JOB: Reproduce the lines from the one containing "the green leaf?" through the end of the entries, substituting "Locate every" for "Spot every" and leaving all else unchanged. Give only those lines.

PROVIDED RECORDS:
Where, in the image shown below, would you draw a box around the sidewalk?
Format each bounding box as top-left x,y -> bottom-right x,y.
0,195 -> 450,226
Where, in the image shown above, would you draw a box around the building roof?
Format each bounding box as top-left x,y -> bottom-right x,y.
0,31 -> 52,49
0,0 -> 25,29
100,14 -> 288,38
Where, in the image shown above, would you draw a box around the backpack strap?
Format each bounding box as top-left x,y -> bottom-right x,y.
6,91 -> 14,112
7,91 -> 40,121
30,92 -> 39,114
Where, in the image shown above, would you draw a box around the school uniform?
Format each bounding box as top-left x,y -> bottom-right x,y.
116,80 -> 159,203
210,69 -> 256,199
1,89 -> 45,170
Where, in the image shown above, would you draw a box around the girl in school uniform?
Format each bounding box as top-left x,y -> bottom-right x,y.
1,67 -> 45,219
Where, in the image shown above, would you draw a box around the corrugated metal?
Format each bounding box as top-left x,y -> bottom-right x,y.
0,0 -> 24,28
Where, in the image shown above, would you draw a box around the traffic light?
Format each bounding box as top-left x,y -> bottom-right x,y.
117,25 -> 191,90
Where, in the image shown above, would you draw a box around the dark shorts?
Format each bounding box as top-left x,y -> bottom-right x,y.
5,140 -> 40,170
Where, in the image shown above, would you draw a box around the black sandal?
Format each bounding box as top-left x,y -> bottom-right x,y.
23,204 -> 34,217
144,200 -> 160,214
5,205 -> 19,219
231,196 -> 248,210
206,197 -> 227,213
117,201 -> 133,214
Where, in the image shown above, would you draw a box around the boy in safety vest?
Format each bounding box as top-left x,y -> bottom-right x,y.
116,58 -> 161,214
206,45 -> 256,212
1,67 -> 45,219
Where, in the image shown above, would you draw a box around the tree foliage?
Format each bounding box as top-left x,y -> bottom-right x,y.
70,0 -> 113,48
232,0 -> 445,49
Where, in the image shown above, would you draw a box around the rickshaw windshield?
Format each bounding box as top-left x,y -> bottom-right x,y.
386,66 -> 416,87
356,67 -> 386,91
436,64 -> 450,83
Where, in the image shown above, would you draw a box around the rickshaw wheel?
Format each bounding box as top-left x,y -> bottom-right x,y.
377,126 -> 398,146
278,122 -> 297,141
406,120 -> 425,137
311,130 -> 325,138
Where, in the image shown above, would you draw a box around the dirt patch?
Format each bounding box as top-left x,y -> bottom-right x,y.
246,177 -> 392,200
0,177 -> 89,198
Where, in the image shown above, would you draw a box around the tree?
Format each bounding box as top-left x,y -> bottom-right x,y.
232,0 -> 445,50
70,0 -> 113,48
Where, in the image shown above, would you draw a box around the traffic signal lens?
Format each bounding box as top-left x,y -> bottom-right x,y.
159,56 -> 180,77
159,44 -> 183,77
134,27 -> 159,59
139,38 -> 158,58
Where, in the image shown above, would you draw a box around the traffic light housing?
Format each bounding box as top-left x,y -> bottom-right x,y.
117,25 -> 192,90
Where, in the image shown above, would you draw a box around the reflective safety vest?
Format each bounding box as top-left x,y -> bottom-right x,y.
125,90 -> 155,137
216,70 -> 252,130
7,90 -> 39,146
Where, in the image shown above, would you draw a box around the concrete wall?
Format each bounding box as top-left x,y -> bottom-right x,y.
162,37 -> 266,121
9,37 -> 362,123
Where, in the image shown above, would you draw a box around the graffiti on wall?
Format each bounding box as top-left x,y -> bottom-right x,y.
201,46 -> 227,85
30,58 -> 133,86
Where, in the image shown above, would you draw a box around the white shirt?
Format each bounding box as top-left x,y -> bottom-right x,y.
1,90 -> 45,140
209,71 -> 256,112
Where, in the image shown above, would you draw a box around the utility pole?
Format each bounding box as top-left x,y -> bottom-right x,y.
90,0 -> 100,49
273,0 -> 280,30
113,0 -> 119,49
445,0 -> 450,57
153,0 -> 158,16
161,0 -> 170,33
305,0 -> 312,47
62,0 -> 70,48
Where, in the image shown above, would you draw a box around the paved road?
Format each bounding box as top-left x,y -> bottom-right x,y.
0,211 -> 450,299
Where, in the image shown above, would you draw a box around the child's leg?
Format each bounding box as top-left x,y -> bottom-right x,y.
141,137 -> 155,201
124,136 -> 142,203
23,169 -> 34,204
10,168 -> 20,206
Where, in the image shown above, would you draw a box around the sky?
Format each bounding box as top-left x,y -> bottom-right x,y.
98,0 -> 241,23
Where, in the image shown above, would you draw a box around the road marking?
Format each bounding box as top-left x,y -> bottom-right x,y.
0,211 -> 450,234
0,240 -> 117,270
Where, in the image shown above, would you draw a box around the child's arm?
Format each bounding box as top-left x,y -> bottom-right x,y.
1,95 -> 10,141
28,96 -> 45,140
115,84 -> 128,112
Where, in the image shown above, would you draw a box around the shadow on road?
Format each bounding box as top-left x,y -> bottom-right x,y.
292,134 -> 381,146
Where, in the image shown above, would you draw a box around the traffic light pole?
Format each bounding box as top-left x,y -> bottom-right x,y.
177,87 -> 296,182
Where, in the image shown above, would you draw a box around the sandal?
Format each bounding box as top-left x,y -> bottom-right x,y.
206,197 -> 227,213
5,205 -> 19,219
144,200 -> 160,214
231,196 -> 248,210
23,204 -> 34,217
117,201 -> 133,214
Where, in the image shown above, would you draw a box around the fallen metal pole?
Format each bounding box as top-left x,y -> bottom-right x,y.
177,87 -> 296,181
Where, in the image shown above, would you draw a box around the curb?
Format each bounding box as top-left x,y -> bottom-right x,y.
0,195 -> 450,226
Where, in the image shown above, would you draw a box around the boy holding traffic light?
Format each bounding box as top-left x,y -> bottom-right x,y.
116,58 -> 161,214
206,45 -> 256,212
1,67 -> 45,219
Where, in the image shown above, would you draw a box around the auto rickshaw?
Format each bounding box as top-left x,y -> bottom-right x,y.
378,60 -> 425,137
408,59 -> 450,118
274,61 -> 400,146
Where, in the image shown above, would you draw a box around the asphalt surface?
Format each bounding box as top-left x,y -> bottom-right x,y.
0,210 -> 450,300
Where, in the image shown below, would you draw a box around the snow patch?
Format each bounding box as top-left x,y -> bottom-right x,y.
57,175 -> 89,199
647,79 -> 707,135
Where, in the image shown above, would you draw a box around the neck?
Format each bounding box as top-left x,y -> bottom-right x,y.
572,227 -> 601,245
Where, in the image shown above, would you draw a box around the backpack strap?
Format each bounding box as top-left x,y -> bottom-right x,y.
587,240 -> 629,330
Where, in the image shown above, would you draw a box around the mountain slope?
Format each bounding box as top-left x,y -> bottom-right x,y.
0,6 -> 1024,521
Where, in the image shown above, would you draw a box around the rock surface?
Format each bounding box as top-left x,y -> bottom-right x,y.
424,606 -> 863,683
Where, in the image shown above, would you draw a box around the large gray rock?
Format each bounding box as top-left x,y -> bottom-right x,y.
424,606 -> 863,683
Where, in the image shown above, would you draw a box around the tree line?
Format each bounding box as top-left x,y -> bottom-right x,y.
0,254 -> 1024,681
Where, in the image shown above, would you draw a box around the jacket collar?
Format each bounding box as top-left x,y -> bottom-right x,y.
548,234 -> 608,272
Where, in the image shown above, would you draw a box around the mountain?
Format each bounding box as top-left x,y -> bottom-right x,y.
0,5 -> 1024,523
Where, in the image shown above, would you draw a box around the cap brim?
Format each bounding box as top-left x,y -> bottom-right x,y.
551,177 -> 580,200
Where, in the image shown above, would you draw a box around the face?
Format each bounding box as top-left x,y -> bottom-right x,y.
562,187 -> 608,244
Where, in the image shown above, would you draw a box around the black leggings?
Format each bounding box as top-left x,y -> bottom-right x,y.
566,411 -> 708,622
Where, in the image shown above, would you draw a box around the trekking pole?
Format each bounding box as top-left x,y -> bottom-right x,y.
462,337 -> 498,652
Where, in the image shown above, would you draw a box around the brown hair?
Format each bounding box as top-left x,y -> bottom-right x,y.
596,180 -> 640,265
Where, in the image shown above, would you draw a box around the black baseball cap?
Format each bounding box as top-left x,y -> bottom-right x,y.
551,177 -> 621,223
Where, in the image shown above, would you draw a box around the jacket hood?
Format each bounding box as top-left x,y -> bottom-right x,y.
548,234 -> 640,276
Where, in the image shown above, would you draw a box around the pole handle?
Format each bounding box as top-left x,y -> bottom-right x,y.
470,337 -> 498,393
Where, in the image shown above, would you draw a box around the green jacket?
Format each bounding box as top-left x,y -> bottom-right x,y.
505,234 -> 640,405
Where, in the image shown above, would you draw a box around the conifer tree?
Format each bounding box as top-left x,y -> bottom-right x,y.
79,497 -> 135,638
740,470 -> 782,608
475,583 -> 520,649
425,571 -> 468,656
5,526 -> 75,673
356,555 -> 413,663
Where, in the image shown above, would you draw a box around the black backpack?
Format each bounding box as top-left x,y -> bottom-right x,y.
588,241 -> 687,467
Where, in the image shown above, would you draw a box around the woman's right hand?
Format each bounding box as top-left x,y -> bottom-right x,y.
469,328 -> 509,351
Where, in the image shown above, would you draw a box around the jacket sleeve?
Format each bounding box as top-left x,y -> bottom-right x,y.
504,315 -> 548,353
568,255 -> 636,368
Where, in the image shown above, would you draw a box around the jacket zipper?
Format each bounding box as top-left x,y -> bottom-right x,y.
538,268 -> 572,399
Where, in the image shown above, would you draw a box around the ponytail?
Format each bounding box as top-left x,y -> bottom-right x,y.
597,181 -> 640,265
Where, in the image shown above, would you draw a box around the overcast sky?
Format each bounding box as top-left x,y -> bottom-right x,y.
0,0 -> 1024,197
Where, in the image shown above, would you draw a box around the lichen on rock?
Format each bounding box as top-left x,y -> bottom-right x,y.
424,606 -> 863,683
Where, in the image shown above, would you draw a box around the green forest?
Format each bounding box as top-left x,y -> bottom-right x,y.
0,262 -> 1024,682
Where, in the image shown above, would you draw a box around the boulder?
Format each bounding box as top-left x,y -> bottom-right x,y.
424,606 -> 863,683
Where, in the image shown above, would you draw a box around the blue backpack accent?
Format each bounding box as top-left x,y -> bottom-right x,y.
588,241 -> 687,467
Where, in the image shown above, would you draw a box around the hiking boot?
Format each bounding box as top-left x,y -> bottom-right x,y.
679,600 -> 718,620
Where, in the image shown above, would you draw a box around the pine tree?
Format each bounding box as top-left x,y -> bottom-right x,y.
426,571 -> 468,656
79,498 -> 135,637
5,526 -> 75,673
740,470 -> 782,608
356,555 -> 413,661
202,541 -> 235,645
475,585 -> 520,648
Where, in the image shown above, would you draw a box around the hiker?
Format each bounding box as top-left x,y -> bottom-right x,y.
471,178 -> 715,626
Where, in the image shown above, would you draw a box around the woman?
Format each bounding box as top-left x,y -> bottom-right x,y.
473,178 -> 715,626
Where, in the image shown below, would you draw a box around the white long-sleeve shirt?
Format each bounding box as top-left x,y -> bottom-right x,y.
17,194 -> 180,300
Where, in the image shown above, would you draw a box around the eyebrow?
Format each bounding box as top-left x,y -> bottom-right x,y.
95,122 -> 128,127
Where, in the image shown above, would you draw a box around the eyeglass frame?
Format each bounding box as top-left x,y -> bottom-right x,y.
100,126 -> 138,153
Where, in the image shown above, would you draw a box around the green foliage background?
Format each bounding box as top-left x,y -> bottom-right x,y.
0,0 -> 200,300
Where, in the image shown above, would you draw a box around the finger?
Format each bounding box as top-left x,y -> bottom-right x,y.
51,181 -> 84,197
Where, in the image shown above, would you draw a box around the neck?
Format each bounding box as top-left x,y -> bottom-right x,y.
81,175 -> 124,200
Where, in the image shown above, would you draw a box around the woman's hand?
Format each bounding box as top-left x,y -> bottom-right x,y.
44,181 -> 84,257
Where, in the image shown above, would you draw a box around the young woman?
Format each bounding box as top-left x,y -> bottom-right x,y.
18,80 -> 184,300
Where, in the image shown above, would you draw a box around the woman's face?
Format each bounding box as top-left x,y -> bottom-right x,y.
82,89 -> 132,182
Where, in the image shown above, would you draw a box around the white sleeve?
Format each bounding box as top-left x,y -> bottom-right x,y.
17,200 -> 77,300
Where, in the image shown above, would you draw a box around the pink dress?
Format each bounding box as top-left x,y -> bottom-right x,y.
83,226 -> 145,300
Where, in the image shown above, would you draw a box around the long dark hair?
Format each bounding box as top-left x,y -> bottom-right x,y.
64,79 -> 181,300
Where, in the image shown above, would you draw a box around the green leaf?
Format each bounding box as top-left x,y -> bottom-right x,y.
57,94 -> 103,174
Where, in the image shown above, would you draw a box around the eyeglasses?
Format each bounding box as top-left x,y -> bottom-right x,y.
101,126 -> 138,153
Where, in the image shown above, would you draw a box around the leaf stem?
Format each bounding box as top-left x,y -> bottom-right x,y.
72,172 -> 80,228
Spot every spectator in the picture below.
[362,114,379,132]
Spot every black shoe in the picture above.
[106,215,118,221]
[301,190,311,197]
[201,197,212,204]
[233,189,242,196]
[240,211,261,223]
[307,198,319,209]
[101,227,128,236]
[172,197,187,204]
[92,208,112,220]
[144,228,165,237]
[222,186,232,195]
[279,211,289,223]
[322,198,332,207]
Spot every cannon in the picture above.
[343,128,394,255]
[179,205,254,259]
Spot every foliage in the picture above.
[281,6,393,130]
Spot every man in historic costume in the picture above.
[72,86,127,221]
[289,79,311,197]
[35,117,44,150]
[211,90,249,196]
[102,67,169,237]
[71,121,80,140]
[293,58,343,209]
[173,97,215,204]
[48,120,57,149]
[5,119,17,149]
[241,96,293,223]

CORRECT RESULT:
Where, in the image shown above, would you draw a box around the green leaf?
Format each bounding box as top-left x,y -> bottom-right x,y.
57,94 -> 103,174
Where, in the image shown above, would you draw a box around the eyeglasses?
Format each bounding box as top-left x,y -> bottom-right x,y.
101,126 -> 138,153
Where, in the image shown above, would you draw a box around the leaf stem?
Format each bounding box as top-left x,y -> bottom-right x,y.
72,172 -> 80,228
Locate every spectator in the picture below.
[362,114,379,132]
Locate every black shoe in the picture above.
[106,215,118,221]
[301,190,311,197]
[201,197,212,204]
[233,189,242,196]
[240,211,261,223]
[307,198,319,209]
[101,227,128,236]
[172,197,187,204]
[92,208,112,220]
[144,228,165,237]
[222,186,232,195]
[279,211,289,223]
[322,198,332,207]
Locate every cannon in the picture above.
[343,128,394,255]
[179,205,254,259]
Locate every foliage in the picture above.
[281,6,393,130]
Locate every man in historic costume in the picture above.
[72,86,127,221]
[289,79,311,197]
[35,117,44,150]
[211,90,249,196]
[102,67,169,237]
[71,121,80,140]
[293,58,343,209]
[173,97,215,204]
[48,120,57,149]
[5,119,17,149]
[241,96,293,223]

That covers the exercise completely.